### Data section
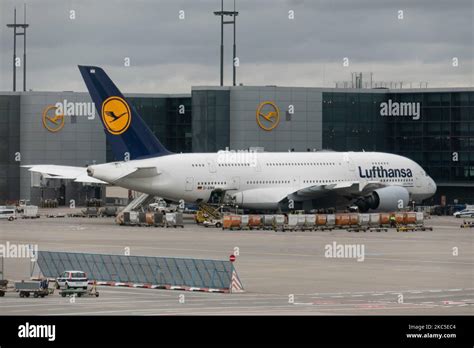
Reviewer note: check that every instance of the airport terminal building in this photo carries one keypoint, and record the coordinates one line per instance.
(434, 127)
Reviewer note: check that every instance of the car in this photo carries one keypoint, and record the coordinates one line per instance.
(8, 213)
(72, 280)
(464, 213)
(214, 223)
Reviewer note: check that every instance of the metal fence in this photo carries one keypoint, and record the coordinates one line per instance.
(139, 269)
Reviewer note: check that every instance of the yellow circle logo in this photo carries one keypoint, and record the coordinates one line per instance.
(268, 115)
(52, 122)
(116, 115)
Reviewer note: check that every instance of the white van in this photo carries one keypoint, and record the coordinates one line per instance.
(8, 213)
(464, 213)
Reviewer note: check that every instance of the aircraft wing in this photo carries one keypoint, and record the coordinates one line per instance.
(78, 174)
(346, 189)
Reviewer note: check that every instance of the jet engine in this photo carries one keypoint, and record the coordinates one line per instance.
(385, 199)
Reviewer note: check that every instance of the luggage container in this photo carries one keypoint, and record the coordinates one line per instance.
(384, 219)
(353, 219)
(400, 218)
(364, 219)
(244, 222)
(321, 219)
(174, 219)
(279, 222)
(30, 212)
(292, 222)
(37, 288)
(410, 218)
(150, 219)
(126, 218)
(420, 218)
(310, 222)
(142, 218)
(231, 222)
(330, 221)
(158, 220)
(267, 222)
(301, 221)
(343, 220)
(374, 220)
(133, 218)
(255, 222)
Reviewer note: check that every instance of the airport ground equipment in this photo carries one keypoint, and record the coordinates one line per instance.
(268, 222)
(213, 223)
(91, 212)
(108, 211)
(158, 219)
(142, 218)
(309, 222)
(206, 212)
(3, 287)
(331, 221)
(30, 212)
(186, 274)
(36, 288)
(92, 291)
(231, 222)
(292, 223)
(378, 229)
(279, 221)
(174, 219)
(136, 204)
(255, 222)
(244, 222)
(411, 228)
(467, 224)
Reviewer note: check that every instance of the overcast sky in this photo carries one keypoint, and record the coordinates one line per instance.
(169, 55)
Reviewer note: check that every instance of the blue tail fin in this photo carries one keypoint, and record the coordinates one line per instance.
(125, 130)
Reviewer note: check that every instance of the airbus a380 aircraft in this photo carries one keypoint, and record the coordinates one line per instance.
(255, 181)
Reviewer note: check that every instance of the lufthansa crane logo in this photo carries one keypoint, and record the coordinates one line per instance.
(116, 115)
(268, 115)
(51, 120)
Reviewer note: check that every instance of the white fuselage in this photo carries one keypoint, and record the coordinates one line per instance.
(264, 176)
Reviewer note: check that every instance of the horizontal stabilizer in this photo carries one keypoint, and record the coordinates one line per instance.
(77, 174)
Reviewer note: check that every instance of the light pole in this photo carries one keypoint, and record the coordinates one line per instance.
(232, 14)
(15, 34)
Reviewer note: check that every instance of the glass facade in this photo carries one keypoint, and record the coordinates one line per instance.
(169, 118)
(211, 120)
(9, 147)
(441, 140)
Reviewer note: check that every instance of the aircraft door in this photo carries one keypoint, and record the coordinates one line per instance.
(236, 183)
(349, 161)
(296, 182)
(212, 166)
(189, 183)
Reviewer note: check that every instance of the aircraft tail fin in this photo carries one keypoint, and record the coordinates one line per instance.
(126, 131)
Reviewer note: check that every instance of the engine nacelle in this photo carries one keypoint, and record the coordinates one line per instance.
(385, 199)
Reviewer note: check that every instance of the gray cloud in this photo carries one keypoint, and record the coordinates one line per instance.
(171, 55)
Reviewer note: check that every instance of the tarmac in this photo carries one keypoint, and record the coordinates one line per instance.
(402, 273)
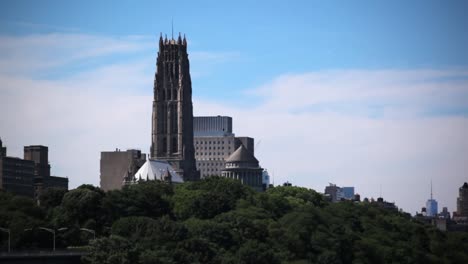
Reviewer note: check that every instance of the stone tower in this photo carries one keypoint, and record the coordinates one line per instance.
(172, 130)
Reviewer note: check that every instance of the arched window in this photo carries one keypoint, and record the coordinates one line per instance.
(164, 146)
(174, 145)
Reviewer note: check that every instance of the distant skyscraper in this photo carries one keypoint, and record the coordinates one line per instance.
(28, 176)
(348, 192)
(172, 130)
(431, 206)
(462, 201)
(337, 193)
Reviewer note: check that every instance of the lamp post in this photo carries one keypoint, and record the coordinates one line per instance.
(50, 231)
(89, 231)
(9, 236)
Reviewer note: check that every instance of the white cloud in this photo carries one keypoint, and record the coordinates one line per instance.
(401, 151)
(30, 53)
(313, 128)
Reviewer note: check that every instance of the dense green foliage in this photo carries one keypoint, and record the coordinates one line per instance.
(219, 220)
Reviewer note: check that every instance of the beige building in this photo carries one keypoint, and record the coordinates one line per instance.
(214, 142)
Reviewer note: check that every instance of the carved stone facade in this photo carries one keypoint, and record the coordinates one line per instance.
(172, 121)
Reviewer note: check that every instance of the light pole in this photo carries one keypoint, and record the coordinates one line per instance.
(7, 231)
(89, 231)
(50, 231)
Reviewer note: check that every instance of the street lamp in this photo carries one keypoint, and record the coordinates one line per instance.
(7, 231)
(50, 231)
(89, 231)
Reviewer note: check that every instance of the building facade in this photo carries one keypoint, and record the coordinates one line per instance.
(462, 201)
(28, 176)
(17, 176)
(42, 179)
(243, 166)
(116, 165)
(337, 193)
(214, 142)
(172, 120)
(431, 208)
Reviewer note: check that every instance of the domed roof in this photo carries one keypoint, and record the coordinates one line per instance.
(157, 170)
(242, 155)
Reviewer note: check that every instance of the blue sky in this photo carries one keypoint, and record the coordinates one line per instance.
(271, 37)
(378, 90)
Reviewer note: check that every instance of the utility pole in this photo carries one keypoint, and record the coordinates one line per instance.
(6, 230)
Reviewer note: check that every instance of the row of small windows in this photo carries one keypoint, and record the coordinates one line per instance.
(205, 170)
(213, 148)
(211, 142)
(210, 164)
(209, 153)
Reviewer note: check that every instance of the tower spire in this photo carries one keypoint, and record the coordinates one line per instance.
(431, 189)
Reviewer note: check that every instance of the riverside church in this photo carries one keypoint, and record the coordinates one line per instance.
(172, 153)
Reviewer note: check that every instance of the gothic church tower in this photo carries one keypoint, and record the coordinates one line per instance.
(172, 130)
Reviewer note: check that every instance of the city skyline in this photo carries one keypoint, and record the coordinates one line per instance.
(361, 95)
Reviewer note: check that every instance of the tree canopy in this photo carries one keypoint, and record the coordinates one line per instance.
(219, 220)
######
## Problem:
Set down, exactly and in full, the lines from the one containing "Reviewer note: check that every instance of the domed" through the end of the entries; no other line belongs.

## Right answer:
Reviewer note: check that every instance of the domed roof in this photo carries one keypoint, and record the coordinates one line per instance.
(157, 170)
(242, 155)
Reviewer note: check that every instance of the blue sky in this photo carries one keypoint, and record the coordinates one line per instance.
(271, 37)
(378, 90)
Reviewer note: check that every instance of the utility pole in this photo carries one keypoint, and record the coordinates one line per instance.
(6, 230)
Reviewer note: check that every instance of the row of small windows in this photo carries one keypoint, and record the coordinates one line per instance.
(205, 170)
(213, 148)
(211, 142)
(210, 164)
(209, 153)
Reviewer note: check that every instance of the tower spire in this photo carries one keypoint, and record the coordinates one line per instance.
(431, 189)
Reviewer note: check that every instance of the riverside church in this photo carries one keypoint, and record the coordinates one line per instance.
(172, 153)
Reviewer note: check that every instance of the gothic church tower in this photo carries one keypoint, and record the coordinates one line per instance.
(172, 130)
Reviewer note: check that every instance of the city skyline in this photo carries one keypoint, and record the coordinates one line per instance.
(361, 95)
Reviewer note: check that every instance of the tree canopy in this photo carries one keypoint, and record the coordinates one line per instance.
(219, 220)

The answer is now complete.